**DATASET**
────────────────────────────────────────

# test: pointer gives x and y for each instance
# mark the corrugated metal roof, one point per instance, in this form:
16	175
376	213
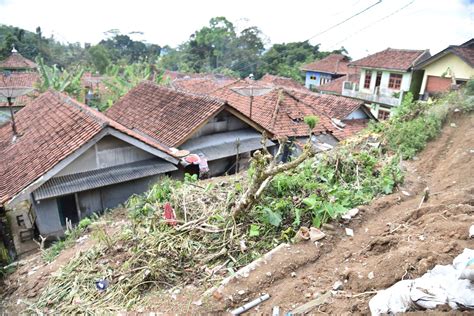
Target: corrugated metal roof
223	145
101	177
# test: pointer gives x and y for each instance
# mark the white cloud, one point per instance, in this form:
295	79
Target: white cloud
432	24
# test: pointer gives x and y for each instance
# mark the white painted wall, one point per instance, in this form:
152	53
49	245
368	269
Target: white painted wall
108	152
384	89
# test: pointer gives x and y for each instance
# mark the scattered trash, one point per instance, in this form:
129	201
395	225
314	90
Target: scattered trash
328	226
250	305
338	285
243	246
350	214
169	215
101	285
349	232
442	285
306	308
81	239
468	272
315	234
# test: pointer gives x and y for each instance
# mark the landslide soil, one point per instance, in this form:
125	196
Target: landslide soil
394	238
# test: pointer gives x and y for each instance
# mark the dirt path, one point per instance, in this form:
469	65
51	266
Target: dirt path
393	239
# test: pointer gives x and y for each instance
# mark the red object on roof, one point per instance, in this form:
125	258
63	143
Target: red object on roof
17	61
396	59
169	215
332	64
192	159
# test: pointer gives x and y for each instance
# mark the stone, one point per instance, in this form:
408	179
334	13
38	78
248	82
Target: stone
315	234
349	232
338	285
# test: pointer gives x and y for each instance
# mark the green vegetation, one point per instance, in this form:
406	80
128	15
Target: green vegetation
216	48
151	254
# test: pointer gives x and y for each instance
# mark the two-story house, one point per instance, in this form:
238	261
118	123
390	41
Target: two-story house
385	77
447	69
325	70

────────────────────────────────────────

Working from the lines above, reproduce the material exactly and exclude its pictures.

**SOLUTION BELOW**
# test: pointer gives x and y for each instance
# mark the corrugated metal roof, one point per instance, in this form:
16	175
376	213
Target: corrugated metal roof
223	145
101	177
# test: pointer gives x and y for each instance
# mark the white cloud, one point per instance, in this form:
295	79
Target: white cloud
432	24
# test: pointer gives x and y for each instance
# mark the white painted wall, one point per instance, in this form:
152	53
49	245
368	269
Target: white painted wall
108	152
384	89
# test: pointer gives x and y for each instance
# mark the scattered trash, one point per instance, in this form:
129	201
395	225
314	90
Target: scattered trash
328	226
250	305
338	285
243	246
350	214
169	215
101	285
349	232
442	285
306	308
81	239
468	272
315	234
# test: pointer gives x and y for each instance
# mark the landslide soil, one point per instance, in this form:
125	196
Target: landslide soil
394	238
# test: pointer gives x and y for each instance
# mark the dirt path, one point per instance, in this form:
469	65
51	266
Target: dirt path
393	239
# test: pointer gives x and y for each instance
# mark the red object on roof, one point per instance, in this form:
125	258
63	143
Target: red object on roof
17	61
396	59
169	215
332	64
192	159
# test: pointer gives x and y for each instance
# mark the stone, one point per instance, in this form:
408	179
334	13
38	78
248	82
Target: stone
315	234
349	232
338	285
# test: pointer gives x and y for each instance
# mark the green vegetation, one point per instance, in this form:
406	80
128	15
Target: green vegetation
216	48
151	254
# test: pointer gives x and y for each instance
# mark the two-story house, one point per instance, in this form:
238	261
118	123
390	41
Target: two-story house
385	77
447	69
325	70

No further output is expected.